__Supplied passage__:
= = = =

I've had a change of heart concerning my move to Seattle. I've been met with a lot of resistance from employers, since I'll require a couple of weeks to move. Well, in this economy, there are tons of people with my skill set looking for work, and can start work tomorrow. Most employers know this, and have been honest with me.

So, it looks like I'll likely be staying in Portland. Which is fine, since this is my home, and my friends and family are here. Having the extra support right now is a good thing.

Later on I hear that my ex is looking for work in the Portland area. I'm assuming that it's for school as well, so she can get her Masters. I think that this could lead to the best chance of reconciliation, if that's even a possibility. We have a lot of mutual friends here, and I'm sure that we'll see each other more often. But, I'd have to be careful. I don't want to get my hopes up, and I don't want to get hurt seeing her over and over if there's not chance for us. Now that I've pulled a 180 and I feel amazing, and she gets to a better place in life, then maybe it could happen. Maybe not. I'm trying the nonchalance method here...

= = = =

__Written exercise 1__: Transcribe the passage about staying in Portland word for word between "Later on I hear" and "nonchalance method here...", inclusive.
__Written exercise 2__: Report how many lines of the records contain the string "front", giving only the number.

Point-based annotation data
= = = =

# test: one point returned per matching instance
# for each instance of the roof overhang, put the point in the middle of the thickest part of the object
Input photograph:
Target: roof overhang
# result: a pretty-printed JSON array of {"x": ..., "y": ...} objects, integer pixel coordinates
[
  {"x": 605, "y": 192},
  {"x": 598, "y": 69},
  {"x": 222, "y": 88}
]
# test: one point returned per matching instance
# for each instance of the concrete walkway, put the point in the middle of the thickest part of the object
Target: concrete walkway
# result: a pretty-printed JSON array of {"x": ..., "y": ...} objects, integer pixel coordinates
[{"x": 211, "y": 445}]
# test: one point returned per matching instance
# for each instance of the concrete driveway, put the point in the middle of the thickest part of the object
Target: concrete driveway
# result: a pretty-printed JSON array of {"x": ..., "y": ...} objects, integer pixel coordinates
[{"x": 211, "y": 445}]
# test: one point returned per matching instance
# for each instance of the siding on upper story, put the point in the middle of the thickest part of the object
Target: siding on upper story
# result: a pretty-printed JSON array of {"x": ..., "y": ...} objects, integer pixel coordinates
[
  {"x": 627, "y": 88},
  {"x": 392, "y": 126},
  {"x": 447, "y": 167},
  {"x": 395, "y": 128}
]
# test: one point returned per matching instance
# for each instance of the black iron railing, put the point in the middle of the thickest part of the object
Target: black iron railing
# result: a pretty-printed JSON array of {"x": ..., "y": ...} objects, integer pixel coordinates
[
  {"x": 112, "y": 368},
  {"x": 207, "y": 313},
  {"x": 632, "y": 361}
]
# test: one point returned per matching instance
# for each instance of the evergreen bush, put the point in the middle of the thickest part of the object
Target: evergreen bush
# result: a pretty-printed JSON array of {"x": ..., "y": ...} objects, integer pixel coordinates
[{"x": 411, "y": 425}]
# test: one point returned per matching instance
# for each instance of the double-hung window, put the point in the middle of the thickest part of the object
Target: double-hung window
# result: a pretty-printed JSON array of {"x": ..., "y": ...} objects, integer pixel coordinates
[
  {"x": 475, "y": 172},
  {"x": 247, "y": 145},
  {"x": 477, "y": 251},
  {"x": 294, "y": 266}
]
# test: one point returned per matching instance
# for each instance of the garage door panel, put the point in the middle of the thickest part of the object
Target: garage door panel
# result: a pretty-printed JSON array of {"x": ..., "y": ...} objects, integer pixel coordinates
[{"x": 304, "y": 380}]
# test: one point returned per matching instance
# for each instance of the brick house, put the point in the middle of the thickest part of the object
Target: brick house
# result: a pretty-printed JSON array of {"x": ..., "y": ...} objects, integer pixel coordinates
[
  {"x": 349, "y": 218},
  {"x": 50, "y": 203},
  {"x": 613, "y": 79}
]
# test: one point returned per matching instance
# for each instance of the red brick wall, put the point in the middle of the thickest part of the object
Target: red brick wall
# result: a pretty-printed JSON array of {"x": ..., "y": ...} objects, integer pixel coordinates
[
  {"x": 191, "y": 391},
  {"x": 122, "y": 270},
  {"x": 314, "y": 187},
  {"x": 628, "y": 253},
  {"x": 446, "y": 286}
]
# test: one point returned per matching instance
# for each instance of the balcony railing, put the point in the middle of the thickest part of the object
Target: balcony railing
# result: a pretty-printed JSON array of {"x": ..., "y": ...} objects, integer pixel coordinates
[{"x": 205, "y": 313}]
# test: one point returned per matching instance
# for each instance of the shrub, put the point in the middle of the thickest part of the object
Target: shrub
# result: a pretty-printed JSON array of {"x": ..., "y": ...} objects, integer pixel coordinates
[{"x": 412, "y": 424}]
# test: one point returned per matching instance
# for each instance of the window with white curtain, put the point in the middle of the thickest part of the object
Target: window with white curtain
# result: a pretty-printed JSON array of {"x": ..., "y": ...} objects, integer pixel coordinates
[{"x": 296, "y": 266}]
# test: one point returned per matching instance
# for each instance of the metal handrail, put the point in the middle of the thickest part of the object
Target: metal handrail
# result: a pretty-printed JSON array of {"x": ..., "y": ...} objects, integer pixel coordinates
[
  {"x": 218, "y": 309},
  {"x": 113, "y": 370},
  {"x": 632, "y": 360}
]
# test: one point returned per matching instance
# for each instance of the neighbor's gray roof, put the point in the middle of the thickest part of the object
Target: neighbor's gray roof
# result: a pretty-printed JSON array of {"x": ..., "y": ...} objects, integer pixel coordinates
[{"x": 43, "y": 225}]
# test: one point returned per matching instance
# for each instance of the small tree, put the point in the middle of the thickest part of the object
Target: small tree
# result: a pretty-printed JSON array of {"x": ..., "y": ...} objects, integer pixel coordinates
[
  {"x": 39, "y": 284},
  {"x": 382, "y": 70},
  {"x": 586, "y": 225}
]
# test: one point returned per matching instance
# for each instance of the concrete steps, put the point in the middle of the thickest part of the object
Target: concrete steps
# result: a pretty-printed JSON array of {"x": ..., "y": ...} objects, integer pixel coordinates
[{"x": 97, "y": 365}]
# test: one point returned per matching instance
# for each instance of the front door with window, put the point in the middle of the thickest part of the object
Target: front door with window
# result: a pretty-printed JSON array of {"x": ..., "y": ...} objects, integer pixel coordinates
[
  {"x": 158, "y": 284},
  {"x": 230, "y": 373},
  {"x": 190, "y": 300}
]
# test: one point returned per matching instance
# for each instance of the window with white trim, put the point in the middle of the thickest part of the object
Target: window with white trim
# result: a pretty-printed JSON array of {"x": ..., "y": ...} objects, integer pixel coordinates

= = = =

__Full solution 1__:
Later on I hear that my ex is looking for work in the Portland area. I'm assuming that it's for school as well, so she can get her Masters. I think that this could lead to the best chance of reconciliation, if that's even a possibility. We have a lot of mutual friends here, and I'm sure that we'll see each other more often. But, I'd have to be careful. I don't want to get my hopes up, and I don't want to get hurt seeing her over and over if there's not chance for us. Now that I've pulled a 180 and I feel amazing, and she gets to a better place in life, then maybe it could happen. Maybe not. I'm trying the nonchalance method here...

__Full solution 2__: 2